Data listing
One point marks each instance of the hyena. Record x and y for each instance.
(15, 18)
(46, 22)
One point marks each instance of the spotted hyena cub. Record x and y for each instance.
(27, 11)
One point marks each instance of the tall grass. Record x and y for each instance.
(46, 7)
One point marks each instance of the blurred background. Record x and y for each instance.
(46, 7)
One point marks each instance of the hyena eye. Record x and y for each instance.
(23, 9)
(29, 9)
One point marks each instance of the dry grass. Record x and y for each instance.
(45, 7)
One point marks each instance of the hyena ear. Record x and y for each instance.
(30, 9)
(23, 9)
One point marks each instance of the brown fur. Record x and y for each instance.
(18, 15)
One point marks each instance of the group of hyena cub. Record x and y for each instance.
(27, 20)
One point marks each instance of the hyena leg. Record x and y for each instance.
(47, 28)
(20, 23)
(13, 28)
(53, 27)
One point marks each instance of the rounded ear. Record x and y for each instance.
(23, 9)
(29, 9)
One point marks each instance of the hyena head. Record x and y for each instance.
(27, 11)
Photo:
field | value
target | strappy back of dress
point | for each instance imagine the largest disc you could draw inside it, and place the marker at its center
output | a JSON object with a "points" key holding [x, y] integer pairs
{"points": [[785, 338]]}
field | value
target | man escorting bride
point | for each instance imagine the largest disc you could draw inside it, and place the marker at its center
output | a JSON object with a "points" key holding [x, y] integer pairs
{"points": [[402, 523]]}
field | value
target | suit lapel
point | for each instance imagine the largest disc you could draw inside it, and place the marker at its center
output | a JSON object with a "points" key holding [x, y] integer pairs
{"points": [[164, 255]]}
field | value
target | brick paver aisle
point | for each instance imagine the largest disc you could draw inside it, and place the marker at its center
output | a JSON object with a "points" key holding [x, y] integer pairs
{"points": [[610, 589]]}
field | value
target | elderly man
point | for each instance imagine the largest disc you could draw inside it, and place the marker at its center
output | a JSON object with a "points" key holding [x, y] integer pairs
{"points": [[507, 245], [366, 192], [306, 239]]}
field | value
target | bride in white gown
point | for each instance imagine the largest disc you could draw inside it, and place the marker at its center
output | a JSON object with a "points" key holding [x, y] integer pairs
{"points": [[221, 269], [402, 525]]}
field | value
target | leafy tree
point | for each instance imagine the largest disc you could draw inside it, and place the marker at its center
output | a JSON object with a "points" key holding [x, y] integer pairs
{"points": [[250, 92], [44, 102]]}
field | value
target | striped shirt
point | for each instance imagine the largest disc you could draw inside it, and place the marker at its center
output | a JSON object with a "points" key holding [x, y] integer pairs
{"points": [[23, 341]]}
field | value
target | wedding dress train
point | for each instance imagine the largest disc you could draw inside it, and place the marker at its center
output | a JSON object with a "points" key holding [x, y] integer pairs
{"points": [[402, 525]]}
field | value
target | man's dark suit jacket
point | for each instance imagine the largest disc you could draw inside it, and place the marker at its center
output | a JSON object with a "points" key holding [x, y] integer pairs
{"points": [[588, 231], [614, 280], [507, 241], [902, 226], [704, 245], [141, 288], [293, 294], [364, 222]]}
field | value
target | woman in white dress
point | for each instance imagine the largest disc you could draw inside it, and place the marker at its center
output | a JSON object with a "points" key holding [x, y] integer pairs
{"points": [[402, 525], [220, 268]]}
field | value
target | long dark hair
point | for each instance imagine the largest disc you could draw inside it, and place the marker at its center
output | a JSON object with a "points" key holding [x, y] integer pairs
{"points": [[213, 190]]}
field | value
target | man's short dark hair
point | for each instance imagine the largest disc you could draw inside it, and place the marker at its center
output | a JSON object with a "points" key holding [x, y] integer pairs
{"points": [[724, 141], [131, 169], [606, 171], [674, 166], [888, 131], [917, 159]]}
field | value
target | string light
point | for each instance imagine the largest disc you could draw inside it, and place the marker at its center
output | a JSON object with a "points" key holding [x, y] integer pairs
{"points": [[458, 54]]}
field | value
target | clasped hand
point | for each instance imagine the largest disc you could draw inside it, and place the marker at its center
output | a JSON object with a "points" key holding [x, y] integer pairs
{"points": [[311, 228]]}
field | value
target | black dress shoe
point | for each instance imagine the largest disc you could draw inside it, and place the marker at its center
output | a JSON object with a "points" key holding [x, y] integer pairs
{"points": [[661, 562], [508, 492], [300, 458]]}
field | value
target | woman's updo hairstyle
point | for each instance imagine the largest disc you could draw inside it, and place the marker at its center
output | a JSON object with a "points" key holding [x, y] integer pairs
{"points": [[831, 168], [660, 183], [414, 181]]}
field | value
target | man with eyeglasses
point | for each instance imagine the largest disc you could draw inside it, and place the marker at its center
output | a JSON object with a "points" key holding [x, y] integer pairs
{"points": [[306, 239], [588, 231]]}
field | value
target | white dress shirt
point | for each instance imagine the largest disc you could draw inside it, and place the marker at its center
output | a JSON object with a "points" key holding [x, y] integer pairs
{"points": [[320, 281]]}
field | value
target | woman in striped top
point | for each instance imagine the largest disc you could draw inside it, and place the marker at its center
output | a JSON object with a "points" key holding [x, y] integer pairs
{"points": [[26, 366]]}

● **Problem statement**
Recopy the whole listing exactly.

● **Written answer**
One point marks each instance of the hyena. Record x and y for each instance.
(15, 18)
(46, 22)
One point marks each instance of the spotted hyena cub. Record x and y for each instance.
(27, 11)
One point marks each instance of the tall grass. Record x and y for each instance.
(46, 7)
One point marks each instance of the blurred background. Record x and y for each instance.
(46, 7)
One point marks each instance of the hyena eye. Record x and y for each instance.
(23, 9)
(29, 9)
One point marks each instance of the dry grass. Record x and y for each instance.
(45, 7)
One point marks each instance of the hyena ear. Record x and y for each instance.
(30, 9)
(23, 9)
One point marks each instance of the brown fur. Record x and y for each instance.
(18, 15)
One point marks each instance of the group of hyena cub. Record x and y for each instance.
(27, 20)
One point marks each instance of the hyena leg. Record x and y for each instance.
(47, 28)
(20, 23)
(13, 28)
(53, 27)
One point marks each instance of the rounded ear. Record x and y for each instance.
(23, 9)
(29, 9)
One point marks each instance of the hyena head. Record x and y for each instance.
(27, 11)
Photo:
field | value
target | strappy back of dress
point | for each instance imagine the largest disc you could draw inside it, and place the marker at its center
output | a JSON object with a "points" key holding [x, y] integer pairs
{"points": [[785, 338]]}
field | value
target | man escorting bride
point | for each instance imagine the largest disc you could draw inside it, and place the marker at its center
output | a JSON object with a "points" key holding [x, y] integer pairs
{"points": [[402, 523]]}
field | value
target | suit lapel
point | for each instance imagine the largest disc you could draw inside it, and place the marker at its center
output | a JSON object with a "points" key holding [x, y] integer pairs
{"points": [[164, 255]]}
field | value
target | brick paver aisle
point | for each instance imagine the largest disc you could draw inside it, and place the marker at its center
output | a JSON object with a "points" key holding [x, y] integer pairs
{"points": [[610, 589]]}
field | value
target | elderly man
point | for each instance imagine the largest disc you could draw inside it, and place the marker at its center
output | a JSON object with a "points" key holding [x, y] integer pairs
{"points": [[507, 245], [366, 192], [306, 239]]}
field | value
target | bride in white gown
point | for each instance imagine the largest disc you could draw inside it, and place the marker at its center
output | a JSON object with a "points" key holding [x, y] integer pairs
{"points": [[221, 269], [402, 525]]}
field | value
target | leafy tree
point | for each instance imagine the largest disc you could draw inside it, and place the marker at its center
output | a JSON object with a "points" key holding [x, y] integer pairs
{"points": [[250, 92], [44, 102]]}
field | value
target | striped shirt
point | for each instance imagine the largest disc you could draw inside it, and place the marker at its center
output | a JSON object with a "points" key holding [x, y] integer pairs
{"points": [[23, 341]]}
field | value
target | wedding dress train
point | for each instance imagine the largest disc you could draw inside it, and place the marker at its center
output | a JSON object with a "points" key holding [x, y] integer pairs
{"points": [[402, 525]]}
field | value
target | man's dark suit jacket
point | for each instance imagine the largest disc you could draw inside it, and place the marker at its center
output | a JSON object with a "points" key holding [x, y] integer pairs
{"points": [[588, 231], [614, 280], [507, 241], [902, 226], [704, 245], [141, 288], [293, 294], [364, 222]]}
field | value
target | woman in white dress
point | for each instance imagine the largest disc you could draw inside it, and place the marker at its center
output | a JSON object with a "points" key holding [x, y] integer pairs
{"points": [[402, 525], [220, 268]]}
field | value
target | long dark hair
point | for each instance imagine the largest disc you could draw inside it, and place the marker at its center
output | a JSON object with a "points" key holding [x, y] integer pairs
{"points": [[213, 190]]}
field | value
target | man's short dark hair
point | for each instance imagine the largest disc you could draw inside it, and place the marker at its center
output | a JSON object with a "points" key holding [x, y] integer pairs
{"points": [[724, 141], [131, 169], [606, 171], [674, 166], [888, 131], [917, 159]]}
field | value
target | string light
point | for each instance imagine the largest disc you could draw inside it, and place the marker at its center
output | a JSON object with a "points" key holding [x, y] integer pairs
{"points": [[458, 54]]}
field | value
target | clasped hand
point | for each instance imagine the largest disc you could draw inside it, and place the marker at its center
output | a JSON object with a "points" key holding [x, y] integer pairs
{"points": [[311, 228]]}
field | value
target | black dress shoe
point | for each instance imagine the largest disc you could draw inside it, and place the marker at its center
output | a JSON object with a "points" key holding [x, y] integer pairs
{"points": [[661, 562], [508, 492], [300, 458]]}
field | value
target | woman's updo hairstyle
point | for each instance imagine the largest disc you could draw inside it, and place the marker at its center
output | a JSON object with a "points" key holding [x, y] integer pairs
{"points": [[831, 168], [660, 183], [414, 181]]}
field | value
target | man with eyeglasses
point | for each instance imagine the largest disc you could draw inside it, and place the marker at its center
output | a JSON object with a "points" key holding [x, y] integer pairs
{"points": [[306, 239], [588, 231]]}
field | value
target | white dress shirt
point | for each instance imagine the largest disc you could draw inside it, and place the marker at its center
output | a JSON object with a "points" key holding [x, y] integer pairs
{"points": [[320, 281]]}
field | value
target | woman in striped top
point | for each instance imagine the largest disc you could draw inside it, and place the marker at its center
output | a JSON object with a "points" key holding [x, y] integer pairs
{"points": [[26, 366]]}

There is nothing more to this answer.